- To do
Extract every line of the material that contains the string "stone", matching case exactly.

Picture annotation records
============================================================

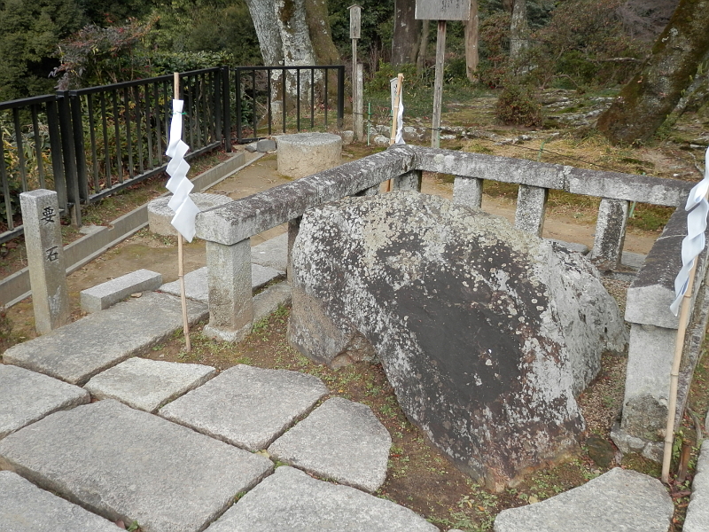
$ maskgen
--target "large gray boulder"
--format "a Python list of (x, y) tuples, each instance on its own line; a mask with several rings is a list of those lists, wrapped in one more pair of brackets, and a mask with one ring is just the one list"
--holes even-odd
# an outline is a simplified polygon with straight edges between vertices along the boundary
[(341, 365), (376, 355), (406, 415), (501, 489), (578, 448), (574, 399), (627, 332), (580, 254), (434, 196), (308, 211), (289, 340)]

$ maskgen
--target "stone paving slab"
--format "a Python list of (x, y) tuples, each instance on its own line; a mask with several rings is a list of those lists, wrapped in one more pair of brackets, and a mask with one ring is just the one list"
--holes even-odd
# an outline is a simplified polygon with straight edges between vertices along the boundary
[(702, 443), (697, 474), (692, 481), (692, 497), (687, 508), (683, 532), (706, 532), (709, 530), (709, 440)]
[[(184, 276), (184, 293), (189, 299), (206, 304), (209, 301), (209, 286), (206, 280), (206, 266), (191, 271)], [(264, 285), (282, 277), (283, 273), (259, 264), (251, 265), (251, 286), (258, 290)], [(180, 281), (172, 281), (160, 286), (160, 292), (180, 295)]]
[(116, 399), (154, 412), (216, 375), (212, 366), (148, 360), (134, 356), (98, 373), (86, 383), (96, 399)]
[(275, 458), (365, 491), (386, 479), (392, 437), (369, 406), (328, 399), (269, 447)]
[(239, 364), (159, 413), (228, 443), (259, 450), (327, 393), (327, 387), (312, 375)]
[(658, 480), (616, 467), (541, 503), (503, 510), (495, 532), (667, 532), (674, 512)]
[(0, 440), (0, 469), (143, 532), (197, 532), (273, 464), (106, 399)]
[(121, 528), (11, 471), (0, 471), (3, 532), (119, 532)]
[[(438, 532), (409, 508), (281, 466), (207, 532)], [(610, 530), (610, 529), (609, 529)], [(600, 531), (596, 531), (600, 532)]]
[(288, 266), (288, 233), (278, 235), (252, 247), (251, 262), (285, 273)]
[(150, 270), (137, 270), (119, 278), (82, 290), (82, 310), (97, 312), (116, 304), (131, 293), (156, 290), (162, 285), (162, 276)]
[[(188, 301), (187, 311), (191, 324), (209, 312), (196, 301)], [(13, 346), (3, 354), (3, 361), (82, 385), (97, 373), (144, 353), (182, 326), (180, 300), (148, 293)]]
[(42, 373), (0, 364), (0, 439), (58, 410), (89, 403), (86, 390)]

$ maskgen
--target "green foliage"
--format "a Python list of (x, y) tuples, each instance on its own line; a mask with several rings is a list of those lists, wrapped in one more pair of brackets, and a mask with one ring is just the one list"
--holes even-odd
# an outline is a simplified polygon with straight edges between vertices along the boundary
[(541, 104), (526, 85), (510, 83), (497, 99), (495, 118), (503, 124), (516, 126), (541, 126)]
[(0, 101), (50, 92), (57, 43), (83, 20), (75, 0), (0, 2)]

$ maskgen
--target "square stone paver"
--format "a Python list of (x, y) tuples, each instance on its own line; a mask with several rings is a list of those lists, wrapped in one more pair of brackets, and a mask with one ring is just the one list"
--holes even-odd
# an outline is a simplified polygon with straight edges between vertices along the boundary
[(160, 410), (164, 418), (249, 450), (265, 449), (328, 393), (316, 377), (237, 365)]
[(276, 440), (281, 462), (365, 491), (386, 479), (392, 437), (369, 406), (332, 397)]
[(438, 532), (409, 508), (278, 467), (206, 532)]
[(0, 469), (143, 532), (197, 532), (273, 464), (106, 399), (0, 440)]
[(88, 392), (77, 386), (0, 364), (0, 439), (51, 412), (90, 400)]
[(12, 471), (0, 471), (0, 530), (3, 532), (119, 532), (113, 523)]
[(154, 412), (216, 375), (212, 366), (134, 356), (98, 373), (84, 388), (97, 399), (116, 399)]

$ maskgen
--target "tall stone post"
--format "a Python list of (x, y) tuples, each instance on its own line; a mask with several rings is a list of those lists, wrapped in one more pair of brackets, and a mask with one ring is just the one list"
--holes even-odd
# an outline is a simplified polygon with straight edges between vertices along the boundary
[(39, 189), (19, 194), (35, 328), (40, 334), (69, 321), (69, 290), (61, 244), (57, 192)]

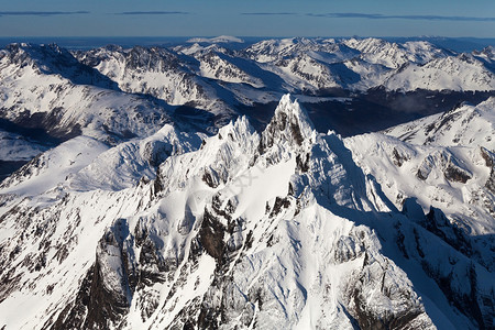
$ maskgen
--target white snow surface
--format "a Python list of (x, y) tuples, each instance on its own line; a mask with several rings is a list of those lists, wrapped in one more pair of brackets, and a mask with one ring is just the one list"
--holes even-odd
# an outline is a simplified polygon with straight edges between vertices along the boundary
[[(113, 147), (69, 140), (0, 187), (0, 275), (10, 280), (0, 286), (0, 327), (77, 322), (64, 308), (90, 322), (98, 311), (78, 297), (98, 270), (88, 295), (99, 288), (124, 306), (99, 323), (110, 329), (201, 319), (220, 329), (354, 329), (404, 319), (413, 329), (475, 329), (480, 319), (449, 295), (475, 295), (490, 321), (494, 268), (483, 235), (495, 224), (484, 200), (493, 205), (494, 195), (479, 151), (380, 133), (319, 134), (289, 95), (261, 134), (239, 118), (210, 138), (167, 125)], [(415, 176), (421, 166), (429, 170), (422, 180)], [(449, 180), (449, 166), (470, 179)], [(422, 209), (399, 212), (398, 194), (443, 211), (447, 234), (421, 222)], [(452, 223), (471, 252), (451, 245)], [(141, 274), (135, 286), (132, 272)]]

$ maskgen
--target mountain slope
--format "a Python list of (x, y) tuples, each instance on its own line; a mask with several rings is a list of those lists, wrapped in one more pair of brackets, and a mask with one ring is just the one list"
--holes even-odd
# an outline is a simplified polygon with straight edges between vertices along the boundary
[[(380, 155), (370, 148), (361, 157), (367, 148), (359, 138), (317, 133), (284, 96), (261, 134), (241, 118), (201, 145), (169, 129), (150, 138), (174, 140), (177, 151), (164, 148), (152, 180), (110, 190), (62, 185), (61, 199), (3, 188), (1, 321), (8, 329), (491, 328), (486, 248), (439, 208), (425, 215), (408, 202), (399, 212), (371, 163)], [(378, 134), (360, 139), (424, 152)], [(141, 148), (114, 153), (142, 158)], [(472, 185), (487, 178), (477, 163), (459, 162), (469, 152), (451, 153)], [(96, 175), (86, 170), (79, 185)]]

============================================================

- Reply to the task
--target "stone paving slab"
--target "square stone paver"
--target "tall stone post"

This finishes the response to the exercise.